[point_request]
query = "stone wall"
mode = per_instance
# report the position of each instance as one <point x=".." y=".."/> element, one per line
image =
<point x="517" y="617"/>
---
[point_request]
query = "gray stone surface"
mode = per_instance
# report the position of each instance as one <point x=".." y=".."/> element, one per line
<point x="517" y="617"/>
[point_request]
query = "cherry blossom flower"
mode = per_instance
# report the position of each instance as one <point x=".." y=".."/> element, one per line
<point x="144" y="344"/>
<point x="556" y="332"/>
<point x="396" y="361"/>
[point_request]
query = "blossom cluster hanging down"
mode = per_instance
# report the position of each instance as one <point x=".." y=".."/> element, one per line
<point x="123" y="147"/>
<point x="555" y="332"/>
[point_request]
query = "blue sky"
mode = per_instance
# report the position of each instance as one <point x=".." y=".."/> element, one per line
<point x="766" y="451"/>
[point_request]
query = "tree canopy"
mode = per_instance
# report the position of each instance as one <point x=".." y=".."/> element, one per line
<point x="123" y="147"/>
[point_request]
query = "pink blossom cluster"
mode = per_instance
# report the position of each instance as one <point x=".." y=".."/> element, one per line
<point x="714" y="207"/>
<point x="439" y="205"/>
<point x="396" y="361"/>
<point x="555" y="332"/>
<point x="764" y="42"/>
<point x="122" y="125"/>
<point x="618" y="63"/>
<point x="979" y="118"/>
==
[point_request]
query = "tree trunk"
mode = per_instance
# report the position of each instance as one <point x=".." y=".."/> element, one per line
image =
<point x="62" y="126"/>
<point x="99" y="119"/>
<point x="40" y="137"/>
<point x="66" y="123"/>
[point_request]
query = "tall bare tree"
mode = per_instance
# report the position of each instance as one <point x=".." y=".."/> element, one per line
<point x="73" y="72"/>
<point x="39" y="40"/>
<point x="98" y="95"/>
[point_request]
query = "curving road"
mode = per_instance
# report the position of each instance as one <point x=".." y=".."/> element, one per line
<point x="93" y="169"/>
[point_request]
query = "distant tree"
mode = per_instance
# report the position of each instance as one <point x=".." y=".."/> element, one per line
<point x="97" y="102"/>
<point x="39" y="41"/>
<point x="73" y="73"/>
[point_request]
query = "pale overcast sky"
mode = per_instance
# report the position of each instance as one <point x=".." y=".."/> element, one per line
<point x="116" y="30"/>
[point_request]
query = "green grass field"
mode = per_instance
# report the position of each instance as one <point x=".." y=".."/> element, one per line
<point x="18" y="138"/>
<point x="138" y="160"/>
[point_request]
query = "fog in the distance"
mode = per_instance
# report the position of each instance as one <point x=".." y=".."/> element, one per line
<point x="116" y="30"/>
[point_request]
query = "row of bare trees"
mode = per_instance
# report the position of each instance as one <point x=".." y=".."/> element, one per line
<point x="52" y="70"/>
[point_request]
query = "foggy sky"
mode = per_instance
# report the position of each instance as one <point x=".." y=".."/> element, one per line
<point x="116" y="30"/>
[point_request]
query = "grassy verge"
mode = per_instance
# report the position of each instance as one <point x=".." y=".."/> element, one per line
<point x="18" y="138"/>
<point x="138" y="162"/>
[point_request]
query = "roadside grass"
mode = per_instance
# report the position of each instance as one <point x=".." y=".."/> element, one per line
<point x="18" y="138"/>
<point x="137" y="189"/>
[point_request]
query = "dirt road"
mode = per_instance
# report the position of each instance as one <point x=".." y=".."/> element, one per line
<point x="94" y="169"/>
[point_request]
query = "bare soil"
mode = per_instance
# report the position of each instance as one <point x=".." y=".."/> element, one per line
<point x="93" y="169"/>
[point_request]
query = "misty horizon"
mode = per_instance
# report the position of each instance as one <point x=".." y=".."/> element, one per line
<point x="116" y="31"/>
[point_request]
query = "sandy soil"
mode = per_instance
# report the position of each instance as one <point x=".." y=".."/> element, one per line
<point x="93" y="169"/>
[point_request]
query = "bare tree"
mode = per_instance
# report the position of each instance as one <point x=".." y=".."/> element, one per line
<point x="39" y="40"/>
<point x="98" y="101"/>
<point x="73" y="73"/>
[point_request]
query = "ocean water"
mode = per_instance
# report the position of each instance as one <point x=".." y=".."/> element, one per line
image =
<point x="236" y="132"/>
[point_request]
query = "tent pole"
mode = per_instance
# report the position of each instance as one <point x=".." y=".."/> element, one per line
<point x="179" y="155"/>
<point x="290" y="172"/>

• **Task requirements**:
Filter the entries above and keep only the lines with the word "cluster".

• **Output of the exercise**:
query = "blossom cluster hanging down"
query = "pink blossom cluster"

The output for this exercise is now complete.